▶ Task instructions: Copy word for word the lines between the one holding "Could you mark the region of every instance of the calm" and the one holding "Now the calm", both included.

[Records from a collection]
*-*-*

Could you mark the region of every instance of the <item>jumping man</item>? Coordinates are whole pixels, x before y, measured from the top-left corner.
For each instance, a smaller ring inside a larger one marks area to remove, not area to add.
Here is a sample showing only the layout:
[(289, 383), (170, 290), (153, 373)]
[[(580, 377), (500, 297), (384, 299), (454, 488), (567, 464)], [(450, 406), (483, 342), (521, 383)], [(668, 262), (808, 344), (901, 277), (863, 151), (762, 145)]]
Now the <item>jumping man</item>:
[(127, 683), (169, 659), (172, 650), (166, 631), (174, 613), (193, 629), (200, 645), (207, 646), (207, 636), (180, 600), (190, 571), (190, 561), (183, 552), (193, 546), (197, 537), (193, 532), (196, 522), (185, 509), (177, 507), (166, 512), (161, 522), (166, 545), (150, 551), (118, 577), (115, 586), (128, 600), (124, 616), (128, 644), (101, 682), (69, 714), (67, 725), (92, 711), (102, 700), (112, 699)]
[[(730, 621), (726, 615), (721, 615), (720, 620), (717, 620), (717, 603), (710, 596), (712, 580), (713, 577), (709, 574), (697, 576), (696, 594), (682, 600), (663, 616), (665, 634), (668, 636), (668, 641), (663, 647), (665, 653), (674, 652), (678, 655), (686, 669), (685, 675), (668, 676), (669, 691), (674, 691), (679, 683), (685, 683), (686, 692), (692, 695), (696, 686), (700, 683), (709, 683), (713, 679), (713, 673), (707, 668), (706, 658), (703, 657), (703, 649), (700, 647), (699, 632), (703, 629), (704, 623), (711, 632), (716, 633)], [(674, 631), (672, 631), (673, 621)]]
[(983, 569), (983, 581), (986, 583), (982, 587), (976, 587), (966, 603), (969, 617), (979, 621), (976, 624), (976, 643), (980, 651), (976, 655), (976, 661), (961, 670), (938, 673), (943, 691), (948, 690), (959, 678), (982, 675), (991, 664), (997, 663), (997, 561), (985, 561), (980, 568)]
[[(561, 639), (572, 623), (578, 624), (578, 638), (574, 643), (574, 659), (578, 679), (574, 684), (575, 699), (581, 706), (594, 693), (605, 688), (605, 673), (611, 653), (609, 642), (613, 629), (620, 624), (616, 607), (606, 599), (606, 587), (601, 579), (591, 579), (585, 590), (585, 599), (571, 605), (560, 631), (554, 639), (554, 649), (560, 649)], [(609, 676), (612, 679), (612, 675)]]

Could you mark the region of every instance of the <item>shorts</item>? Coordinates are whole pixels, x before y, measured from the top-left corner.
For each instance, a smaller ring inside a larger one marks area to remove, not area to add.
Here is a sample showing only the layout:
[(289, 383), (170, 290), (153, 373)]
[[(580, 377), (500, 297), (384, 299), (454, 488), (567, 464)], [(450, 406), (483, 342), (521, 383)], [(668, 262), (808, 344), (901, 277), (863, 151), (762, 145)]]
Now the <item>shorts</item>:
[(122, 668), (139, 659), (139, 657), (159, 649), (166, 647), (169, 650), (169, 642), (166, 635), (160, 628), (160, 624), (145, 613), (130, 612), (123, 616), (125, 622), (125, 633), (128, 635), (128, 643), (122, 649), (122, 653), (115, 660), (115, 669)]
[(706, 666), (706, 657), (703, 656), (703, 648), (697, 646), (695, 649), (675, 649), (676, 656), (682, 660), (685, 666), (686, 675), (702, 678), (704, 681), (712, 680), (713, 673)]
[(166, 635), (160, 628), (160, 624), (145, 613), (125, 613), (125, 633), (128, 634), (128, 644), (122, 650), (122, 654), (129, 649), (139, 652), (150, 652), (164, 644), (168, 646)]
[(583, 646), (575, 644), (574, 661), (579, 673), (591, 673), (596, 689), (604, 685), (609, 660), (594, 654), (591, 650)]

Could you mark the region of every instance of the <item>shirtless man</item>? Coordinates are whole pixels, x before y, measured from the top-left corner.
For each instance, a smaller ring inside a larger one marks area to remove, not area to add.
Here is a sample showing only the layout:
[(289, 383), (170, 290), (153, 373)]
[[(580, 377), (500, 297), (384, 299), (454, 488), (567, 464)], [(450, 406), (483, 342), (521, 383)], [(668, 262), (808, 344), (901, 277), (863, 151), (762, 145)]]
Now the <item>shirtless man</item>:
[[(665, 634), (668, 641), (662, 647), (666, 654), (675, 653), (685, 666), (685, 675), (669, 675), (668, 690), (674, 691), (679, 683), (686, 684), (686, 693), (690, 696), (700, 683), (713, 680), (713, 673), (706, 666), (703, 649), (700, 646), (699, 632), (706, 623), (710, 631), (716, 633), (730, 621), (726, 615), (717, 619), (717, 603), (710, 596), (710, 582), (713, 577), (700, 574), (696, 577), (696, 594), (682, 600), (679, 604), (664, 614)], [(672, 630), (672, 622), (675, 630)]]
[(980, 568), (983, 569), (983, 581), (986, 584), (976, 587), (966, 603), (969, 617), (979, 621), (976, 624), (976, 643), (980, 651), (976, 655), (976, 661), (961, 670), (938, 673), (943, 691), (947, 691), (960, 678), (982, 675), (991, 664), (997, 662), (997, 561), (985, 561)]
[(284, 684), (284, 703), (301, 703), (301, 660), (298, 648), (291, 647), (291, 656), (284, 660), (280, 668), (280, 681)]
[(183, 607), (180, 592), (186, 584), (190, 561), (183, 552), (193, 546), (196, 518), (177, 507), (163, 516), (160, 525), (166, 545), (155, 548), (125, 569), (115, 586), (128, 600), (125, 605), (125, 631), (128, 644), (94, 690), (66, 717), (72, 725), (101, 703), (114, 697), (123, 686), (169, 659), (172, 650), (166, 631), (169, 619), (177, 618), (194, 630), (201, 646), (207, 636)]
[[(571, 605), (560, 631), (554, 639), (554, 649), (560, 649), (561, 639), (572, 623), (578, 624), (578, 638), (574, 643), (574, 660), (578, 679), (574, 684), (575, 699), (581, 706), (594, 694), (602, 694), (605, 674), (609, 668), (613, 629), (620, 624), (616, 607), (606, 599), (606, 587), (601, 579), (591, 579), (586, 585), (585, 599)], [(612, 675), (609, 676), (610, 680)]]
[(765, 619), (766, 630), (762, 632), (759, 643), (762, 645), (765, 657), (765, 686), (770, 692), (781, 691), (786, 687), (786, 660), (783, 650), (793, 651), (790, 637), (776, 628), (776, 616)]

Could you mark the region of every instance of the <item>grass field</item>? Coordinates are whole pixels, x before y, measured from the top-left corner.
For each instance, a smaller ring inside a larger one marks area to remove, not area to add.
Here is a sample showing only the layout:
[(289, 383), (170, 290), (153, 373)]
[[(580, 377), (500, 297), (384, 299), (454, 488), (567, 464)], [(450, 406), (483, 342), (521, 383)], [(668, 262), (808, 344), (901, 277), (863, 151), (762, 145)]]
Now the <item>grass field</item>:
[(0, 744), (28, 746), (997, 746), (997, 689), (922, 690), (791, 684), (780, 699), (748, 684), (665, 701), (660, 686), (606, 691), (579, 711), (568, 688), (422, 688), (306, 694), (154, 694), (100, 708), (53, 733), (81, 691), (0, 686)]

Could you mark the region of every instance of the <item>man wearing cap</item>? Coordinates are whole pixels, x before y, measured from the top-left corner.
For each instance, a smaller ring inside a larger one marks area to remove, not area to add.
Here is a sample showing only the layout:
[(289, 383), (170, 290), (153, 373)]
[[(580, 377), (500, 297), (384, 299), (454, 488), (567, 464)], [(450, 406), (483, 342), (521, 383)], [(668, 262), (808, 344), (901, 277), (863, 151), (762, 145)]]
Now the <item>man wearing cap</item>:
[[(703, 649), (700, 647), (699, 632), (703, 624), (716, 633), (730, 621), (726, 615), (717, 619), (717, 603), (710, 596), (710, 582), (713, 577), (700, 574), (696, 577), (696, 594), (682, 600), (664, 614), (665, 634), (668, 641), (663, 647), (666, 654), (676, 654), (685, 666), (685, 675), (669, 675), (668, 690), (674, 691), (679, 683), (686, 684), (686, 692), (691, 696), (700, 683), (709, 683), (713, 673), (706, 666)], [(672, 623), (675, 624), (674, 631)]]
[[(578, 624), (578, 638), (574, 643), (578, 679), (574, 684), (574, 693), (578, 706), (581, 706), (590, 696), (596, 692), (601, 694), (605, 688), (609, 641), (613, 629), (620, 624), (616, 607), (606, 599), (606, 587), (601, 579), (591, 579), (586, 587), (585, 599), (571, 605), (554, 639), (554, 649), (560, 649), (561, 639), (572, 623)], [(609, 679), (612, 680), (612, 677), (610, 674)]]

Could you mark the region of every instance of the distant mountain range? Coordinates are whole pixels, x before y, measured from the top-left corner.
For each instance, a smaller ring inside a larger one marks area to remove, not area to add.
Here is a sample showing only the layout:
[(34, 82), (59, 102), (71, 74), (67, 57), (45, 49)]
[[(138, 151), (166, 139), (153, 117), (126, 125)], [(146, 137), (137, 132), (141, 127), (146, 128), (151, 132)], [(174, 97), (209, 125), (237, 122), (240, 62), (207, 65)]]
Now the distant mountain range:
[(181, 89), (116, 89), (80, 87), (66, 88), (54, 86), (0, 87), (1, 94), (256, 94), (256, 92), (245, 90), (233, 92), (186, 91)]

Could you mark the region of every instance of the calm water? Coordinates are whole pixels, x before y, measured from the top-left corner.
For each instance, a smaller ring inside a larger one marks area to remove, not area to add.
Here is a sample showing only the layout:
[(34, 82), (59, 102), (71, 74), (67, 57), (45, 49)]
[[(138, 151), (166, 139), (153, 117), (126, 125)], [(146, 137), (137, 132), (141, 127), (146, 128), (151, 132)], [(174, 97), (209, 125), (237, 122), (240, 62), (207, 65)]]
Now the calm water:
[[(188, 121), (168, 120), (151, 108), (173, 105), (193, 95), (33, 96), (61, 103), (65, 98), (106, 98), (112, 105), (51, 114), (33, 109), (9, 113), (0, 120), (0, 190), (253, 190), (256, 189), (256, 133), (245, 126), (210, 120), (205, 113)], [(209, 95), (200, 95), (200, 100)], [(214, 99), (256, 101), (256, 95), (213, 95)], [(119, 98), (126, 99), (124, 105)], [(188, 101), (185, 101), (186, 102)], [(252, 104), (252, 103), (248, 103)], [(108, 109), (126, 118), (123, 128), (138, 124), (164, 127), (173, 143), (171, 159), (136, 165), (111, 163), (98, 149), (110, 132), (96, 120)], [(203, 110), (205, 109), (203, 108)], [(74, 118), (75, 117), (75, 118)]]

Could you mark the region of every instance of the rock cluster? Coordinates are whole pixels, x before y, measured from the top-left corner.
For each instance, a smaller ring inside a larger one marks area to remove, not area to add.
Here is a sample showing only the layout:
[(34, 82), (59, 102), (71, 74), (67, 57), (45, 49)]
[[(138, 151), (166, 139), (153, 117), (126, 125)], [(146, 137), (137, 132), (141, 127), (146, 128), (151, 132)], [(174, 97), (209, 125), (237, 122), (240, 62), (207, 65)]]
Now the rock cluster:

*-*-*

▶ Correct output:
Could you mark the region of every instance of the calm water? Coordinates are whole pixels, x before y, measured from the top-left corner.
For each instance, a smaller ring inside a larger one marks area to remove, not area to add.
Here is a sample showing only the layout:
[(34, 82), (59, 102), (71, 74), (67, 57), (45, 49)]
[[(138, 151), (166, 139), (153, 117), (126, 125)], [(146, 137), (137, 132), (141, 127), (146, 128), (151, 132)], [(174, 97), (209, 125), (237, 122), (240, 62), (207, 65)]]
Now the calm water:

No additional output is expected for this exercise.